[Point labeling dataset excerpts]

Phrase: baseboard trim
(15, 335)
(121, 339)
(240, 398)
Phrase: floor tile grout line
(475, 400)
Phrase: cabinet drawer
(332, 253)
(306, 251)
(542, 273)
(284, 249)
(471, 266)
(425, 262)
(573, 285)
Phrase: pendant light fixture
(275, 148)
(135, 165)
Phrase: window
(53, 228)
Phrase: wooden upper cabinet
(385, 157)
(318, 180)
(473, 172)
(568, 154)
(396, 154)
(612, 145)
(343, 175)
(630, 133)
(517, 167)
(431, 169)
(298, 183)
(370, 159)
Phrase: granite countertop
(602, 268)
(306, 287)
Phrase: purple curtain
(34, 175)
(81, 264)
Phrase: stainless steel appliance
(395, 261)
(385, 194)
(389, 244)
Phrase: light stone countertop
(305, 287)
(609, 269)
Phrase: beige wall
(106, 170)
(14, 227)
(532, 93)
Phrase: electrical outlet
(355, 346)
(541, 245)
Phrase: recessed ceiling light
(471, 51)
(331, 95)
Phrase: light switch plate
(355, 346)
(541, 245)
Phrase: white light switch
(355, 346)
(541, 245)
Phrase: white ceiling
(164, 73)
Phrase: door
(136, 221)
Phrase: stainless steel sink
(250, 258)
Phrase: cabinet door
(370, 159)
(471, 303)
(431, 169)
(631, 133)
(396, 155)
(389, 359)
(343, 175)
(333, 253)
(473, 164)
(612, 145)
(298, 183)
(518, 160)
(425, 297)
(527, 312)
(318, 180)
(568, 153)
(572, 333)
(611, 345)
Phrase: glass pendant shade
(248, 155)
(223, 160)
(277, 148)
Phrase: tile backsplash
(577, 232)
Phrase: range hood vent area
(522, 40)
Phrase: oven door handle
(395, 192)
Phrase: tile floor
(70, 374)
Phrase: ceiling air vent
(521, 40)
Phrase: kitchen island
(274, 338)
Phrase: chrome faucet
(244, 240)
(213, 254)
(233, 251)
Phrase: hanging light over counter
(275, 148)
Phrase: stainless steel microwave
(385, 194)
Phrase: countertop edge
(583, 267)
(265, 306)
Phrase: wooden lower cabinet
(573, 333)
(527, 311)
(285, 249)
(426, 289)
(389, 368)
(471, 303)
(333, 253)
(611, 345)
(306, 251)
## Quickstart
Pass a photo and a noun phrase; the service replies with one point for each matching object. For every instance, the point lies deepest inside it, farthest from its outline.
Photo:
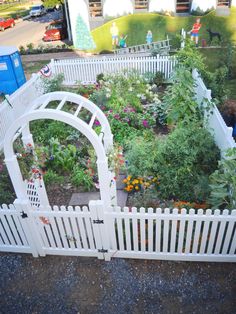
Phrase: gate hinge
(102, 251)
(24, 215)
(98, 221)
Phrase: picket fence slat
(129, 232)
(86, 70)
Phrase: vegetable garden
(161, 144)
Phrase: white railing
(214, 121)
(18, 103)
(170, 234)
(162, 45)
(86, 70)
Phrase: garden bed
(160, 142)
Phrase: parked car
(5, 23)
(55, 31)
(37, 10)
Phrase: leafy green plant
(223, 183)
(80, 178)
(53, 84)
(44, 130)
(26, 159)
(183, 162)
(179, 101)
(62, 159)
(140, 156)
(51, 177)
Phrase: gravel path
(61, 285)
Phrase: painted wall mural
(161, 6)
(117, 8)
(79, 18)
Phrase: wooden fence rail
(172, 234)
(86, 70)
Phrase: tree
(54, 3)
(84, 40)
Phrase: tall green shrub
(184, 160)
(223, 183)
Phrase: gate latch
(102, 251)
(98, 221)
(24, 215)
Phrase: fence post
(100, 229)
(29, 227)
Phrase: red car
(55, 31)
(5, 23)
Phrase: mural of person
(195, 31)
(149, 37)
(114, 35)
(122, 41)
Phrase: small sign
(16, 62)
(3, 66)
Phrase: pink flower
(117, 116)
(145, 123)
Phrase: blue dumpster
(11, 71)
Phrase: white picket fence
(128, 233)
(85, 70)
(214, 121)
(18, 103)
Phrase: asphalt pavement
(79, 285)
(28, 31)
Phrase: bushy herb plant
(223, 183)
(184, 160)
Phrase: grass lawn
(33, 67)
(137, 25)
(14, 10)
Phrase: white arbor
(40, 109)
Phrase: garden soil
(61, 285)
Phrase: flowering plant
(137, 184)
(116, 159)
(28, 162)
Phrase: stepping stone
(119, 183)
(80, 199)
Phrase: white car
(37, 10)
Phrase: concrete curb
(17, 21)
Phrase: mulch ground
(59, 284)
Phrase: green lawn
(137, 25)
(33, 67)
(13, 10)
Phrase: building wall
(117, 8)
(203, 5)
(77, 7)
(162, 6)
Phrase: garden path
(83, 198)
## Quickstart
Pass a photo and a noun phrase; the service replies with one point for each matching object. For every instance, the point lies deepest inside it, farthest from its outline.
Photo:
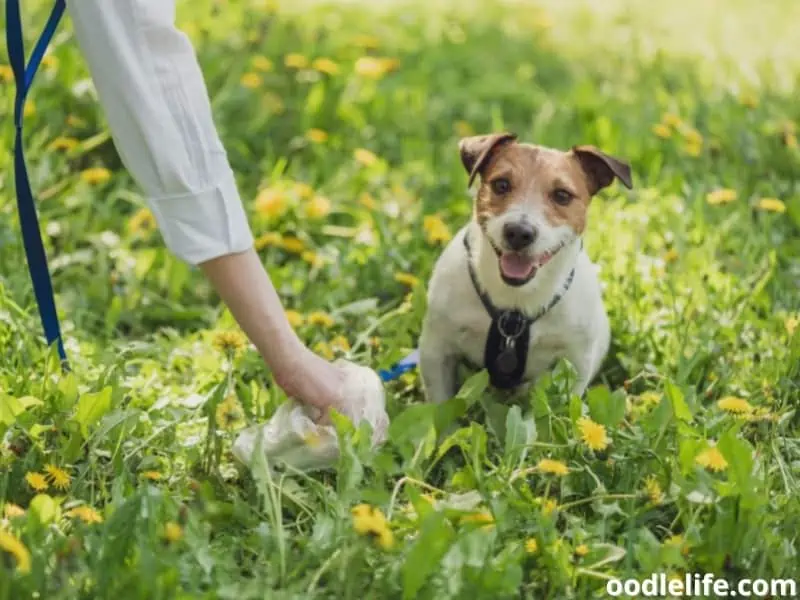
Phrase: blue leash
(31, 235)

WHAT NEEDS TO BE DONE:
Retype every one of the entries above word for word, leaving the pictures out of your answer.

OUTPUT:
Phrase: baseboard trim
(15, 335)
(121, 339)
(240, 398)
Phrase: floor tile grout line
(475, 400)
Phrase: cabinet drawer
(332, 253)
(306, 251)
(542, 273)
(284, 249)
(471, 266)
(425, 262)
(573, 285)
Phrase: pendant light fixture
(275, 148)
(135, 165)
Phrase: window
(53, 228)
Phrase: wooden upper cabinet
(385, 157)
(318, 180)
(473, 172)
(568, 154)
(396, 154)
(612, 145)
(343, 175)
(630, 133)
(517, 167)
(431, 169)
(298, 183)
(370, 159)
Phrase: granite countertop
(602, 268)
(306, 287)
Phrase: purple curtain
(34, 175)
(81, 264)
Phrase: stainless steel appliance
(395, 261)
(385, 194)
(389, 244)
Phrase: light stone countertop
(305, 287)
(609, 269)
Phrase: beige wall
(106, 170)
(14, 227)
(532, 93)
Phrase: electrical outlet
(355, 346)
(541, 245)
Phrase: recessed ceiling light
(471, 51)
(331, 95)
Phrase: light switch plate
(355, 346)
(541, 245)
Phrase: white light switch
(355, 346)
(541, 245)
Phrase: white ceiling
(164, 73)
Phrase: door
(136, 221)
Phrase: stainless steel sink
(250, 258)
Phrase: cabinet door
(370, 159)
(471, 303)
(431, 169)
(631, 133)
(396, 155)
(389, 359)
(343, 175)
(333, 253)
(473, 164)
(612, 145)
(298, 183)
(518, 160)
(425, 297)
(527, 312)
(318, 180)
(568, 153)
(572, 333)
(611, 345)
Phrase: glass pendant shade
(248, 155)
(223, 160)
(277, 148)
Phrase: tile backsplash
(577, 232)
Phrase: range hood vent area
(522, 40)
Phrase: oven door handle
(395, 192)
Phrase: tile floor
(70, 374)
Phrase: ceiling air vent
(521, 40)
Phrase: kitchen island
(274, 338)
Phrase: chrome faucet
(244, 240)
(213, 254)
(233, 251)
Phrase: hanging light over counter
(275, 148)
Phrase: stainless steel microwave
(385, 194)
Phrase: countertop edge
(583, 267)
(265, 306)
Phrase: wooden lower cabinet
(573, 333)
(527, 311)
(285, 249)
(426, 289)
(389, 368)
(471, 303)
(333, 253)
(611, 345)
(306, 251)
## Quickstart
Pass a photo and a noun phrase; the service replies with one point for each matching object. For every instance, the point lies deepest inside it, farthest from its outline.
Photo:
Phrase: gate hinge
(102, 251)
(24, 215)
(98, 221)
Phrase: picket fence slat
(129, 232)
(86, 70)
Phrase: vegetable garden
(161, 144)
Phrase: white railing
(214, 121)
(18, 103)
(170, 234)
(162, 45)
(86, 70)
Phrase: garden bed
(160, 142)
Phrase: parked car
(5, 23)
(55, 31)
(37, 10)
Phrase: leafy green plant
(223, 183)
(80, 178)
(53, 84)
(44, 130)
(26, 159)
(183, 162)
(179, 101)
(62, 159)
(140, 156)
(51, 177)
Phrase: gravel path
(61, 285)
Phrase: painted wall mural
(161, 6)
(117, 8)
(79, 18)
Phrase: wooden fence rail
(172, 234)
(86, 70)
Phrase: tree
(54, 3)
(84, 40)
Phrase: tall green shrub
(184, 160)
(223, 183)
Phrase: gate latch
(102, 251)
(98, 221)
(24, 215)
Phrase: fence post
(100, 229)
(29, 227)
Phrase: red car
(55, 31)
(5, 23)
Phrase: mural of person
(195, 31)
(149, 37)
(114, 35)
(122, 41)
Phrase: small sign
(16, 62)
(3, 66)
Phrase: pink flower
(117, 116)
(145, 123)
Phrase: blue dumpster
(11, 71)
Phrase: white picket fence
(128, 233)
(85, 70)
(214, 121)
(18, 103)
Phrase: asphalt pavement
(79, 285)
(28, 31)
Phrase: bushy herb plant
(223, 183)
(184, 160)
Phrase: grass lawn
(33, 67)
(137, 25)
(14, 10)
Phrase: white arbor
(40, 109)
Phrase: garden soil
(61, 285)
Phrase: flowering plant
(137, 184)
(116, 159)
(28, 162)
Phrase: stepping stone
(119, 183)
(80, 199)
Phrase: white car
(37, 10)
Phrase: concrete curb
(17, 21)
Phrase: mulch ground
(59, 284)
Phrase: green lawn
(137, 25)
(33, 67)
(13, 10)
Phrase: building wall
(117, 8)
(203, 5)
(77, 7)
(162, 6)
Phrase: garden path
(83, 198)
## Quickstart
Pass a photo and a noun phrase; the service replies with one point for each matching object. For every instance, the point lies deepest inside it, farthest from its outline.
Photo:
Phrase: blue leash
(31, 235)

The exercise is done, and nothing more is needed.